- [Instructions for the task]: Put the lines of the items below into a JSON list of strings, one string per line, with blank lines left out.

--- START OF Information given ---

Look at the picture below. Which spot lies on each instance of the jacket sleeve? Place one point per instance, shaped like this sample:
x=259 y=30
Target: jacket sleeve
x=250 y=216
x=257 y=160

--- END OF Information given ---

- [Exercise answer]:
[
  "Look at the picture below. Which spot lies on each instance of the jacket sleeve? Place one point per instance, shaped like this sample:",
  "x=259 y=30",
  "Target: jacket sleeve",
  "x=250 y=216",
  "x=257 y=160"
]